___ Input material ___

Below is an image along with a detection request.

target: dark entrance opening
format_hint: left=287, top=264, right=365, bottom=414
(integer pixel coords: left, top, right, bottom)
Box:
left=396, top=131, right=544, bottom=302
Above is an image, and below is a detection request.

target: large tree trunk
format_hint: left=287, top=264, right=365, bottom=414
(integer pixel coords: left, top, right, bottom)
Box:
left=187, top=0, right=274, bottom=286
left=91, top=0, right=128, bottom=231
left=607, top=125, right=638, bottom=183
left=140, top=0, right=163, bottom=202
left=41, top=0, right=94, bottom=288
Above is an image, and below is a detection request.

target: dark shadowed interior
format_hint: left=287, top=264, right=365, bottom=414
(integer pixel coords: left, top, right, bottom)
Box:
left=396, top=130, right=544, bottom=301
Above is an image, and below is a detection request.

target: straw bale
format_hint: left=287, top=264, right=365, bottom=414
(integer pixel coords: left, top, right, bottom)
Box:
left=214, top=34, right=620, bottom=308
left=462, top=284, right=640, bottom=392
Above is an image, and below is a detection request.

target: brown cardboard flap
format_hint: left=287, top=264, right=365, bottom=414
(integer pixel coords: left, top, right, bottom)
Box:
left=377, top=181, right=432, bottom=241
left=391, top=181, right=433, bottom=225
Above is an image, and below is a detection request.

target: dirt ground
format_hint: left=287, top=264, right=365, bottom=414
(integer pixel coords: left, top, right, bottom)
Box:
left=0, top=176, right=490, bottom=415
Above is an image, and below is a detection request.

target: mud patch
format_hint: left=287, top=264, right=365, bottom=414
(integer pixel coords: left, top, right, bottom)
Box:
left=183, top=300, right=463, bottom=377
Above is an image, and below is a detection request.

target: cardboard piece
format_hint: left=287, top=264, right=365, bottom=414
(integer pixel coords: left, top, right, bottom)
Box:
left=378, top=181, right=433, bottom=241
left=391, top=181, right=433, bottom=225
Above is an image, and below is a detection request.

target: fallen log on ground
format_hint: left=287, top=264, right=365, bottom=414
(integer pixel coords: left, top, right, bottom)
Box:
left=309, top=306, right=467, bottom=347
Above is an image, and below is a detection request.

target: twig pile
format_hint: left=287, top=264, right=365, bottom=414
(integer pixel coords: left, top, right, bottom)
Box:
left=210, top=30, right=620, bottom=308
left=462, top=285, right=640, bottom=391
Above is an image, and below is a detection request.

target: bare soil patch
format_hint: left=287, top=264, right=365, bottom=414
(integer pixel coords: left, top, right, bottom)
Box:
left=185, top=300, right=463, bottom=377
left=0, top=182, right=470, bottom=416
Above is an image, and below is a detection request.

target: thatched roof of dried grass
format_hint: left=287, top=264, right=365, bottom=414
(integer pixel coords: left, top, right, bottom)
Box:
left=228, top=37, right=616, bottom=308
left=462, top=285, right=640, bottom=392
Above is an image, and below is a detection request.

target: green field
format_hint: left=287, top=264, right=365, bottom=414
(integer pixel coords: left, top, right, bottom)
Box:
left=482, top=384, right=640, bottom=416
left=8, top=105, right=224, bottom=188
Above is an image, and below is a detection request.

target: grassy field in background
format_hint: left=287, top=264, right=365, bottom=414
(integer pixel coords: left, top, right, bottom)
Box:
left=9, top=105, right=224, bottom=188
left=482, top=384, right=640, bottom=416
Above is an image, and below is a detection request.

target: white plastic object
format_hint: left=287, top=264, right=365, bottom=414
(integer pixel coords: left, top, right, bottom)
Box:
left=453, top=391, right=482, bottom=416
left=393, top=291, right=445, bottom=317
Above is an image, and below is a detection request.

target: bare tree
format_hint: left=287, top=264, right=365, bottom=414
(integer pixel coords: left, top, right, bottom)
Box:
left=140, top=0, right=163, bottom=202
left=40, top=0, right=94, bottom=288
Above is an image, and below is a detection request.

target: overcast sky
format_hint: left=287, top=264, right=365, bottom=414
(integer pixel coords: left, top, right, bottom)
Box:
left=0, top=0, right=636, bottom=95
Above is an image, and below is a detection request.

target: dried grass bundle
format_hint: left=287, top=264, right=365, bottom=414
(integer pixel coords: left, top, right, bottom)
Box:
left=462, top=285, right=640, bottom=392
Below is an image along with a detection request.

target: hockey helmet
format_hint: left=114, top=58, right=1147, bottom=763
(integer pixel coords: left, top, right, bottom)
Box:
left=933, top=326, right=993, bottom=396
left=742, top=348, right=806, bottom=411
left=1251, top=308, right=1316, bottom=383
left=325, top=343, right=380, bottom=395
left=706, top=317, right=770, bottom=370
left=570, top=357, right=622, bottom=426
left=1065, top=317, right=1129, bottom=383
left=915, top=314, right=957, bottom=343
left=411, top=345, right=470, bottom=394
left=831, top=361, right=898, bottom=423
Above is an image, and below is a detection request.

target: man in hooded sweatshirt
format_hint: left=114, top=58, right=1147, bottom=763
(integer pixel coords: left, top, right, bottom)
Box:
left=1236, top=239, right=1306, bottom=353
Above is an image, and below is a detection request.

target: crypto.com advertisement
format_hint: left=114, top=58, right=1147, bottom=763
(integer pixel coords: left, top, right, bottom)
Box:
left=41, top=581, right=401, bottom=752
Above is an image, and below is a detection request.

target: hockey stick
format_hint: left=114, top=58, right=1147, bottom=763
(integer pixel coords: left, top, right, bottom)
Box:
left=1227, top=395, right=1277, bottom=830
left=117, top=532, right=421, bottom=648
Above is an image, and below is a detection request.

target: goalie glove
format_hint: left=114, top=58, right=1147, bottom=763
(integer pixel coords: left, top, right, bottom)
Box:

___

### Stated exercise
How many lines of the listing contain the string "tree"? Give only the number.

### Response to the exercise
2